Task goal:
Reproduce the following data verbatim, from the first line through the last.

Records shown:
....
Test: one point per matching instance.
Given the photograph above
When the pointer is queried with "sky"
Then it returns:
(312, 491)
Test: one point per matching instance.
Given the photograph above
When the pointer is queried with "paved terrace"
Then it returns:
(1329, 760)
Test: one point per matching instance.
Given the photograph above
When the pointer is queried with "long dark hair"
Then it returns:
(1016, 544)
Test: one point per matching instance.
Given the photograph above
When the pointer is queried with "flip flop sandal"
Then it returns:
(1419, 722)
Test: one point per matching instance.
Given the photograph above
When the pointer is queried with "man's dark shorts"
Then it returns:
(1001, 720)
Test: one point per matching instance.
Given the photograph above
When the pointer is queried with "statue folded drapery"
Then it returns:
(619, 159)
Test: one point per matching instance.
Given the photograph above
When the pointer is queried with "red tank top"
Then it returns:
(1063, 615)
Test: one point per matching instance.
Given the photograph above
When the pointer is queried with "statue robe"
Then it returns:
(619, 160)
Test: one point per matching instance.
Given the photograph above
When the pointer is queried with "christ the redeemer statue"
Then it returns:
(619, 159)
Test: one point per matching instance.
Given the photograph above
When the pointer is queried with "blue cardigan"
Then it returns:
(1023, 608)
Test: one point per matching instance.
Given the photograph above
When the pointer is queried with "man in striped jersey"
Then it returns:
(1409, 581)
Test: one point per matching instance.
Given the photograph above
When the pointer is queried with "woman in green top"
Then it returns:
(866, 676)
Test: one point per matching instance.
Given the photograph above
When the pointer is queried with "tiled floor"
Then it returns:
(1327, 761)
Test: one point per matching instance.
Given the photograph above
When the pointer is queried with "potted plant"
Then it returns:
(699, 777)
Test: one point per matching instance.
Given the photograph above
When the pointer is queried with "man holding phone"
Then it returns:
....
Task response:
Test: one point per matching instance.
Given the photograph above
When the pointer is queried with "sky"
Then it returns:
(312, 491)
Test: one point per matching instance.
Given the photograph above
When the pointer is queried with "paved terrace"
Then it returns:
(1329, 760)
Test: one point per matching instance.
Given the photograph above
When the pointer is queried with "long dark hair"
Then it returns:
(1016, 544)
Test: one point per matching instance.
Given the photograph above
When the pointer is queried with "flip flop sandal"
Then it returns:
(1419, 722)
Test: one point per matching instance.
Given the photograph above
When the pointer is queried with "man's dark shorts"
Then it returns:
(1001, 720)
Test: one point per matching instance.
Given the photograph above
When the pointer is queried with "statue folded drapery"
Then it returns:
(619, 159)
Test: one point per matching instance.
Given the photograph above
When the pointer is queried with "red tank top"
Then it returns:
(1063, 615)
Test: one point per matching instance.
Given the photograph above
When the pointer is queried with "statue robe"
Then it returns:
(619, 160)
Test: one point per matching instance.
Given the photograph above
When the pointer is queried with "christ the redeemer statue"
Then it returns:
(619, 159)
Test: one point per matching instance.
Given the photograph above
When the pointer is queried with "blue cardigan"
Then it returns:
(1023, 608)
Test: one point per matching instance.
Given the photograph above
When the pointer is queried with "man in striped jersey"
Then it returns:
(1409, 581)
Test: one point per matching instance.
Given the photograph above
When the pointer is queried with "woman in green top"
Then it returns:
(866, 676)
Test: one point per matching instance.
Given the photograph above
When the pointer is queried with "tiled floor"
Then it returns:
(1327, 761)
Test: one point per matching instance.
Given the photograph above
When the pointer is queried with "potted plant"
Then it returns:
(699, 777)
Test: one point per matching instance.
Given the photograph above
When the pointer is queried with "man holding phone"
Then it returns:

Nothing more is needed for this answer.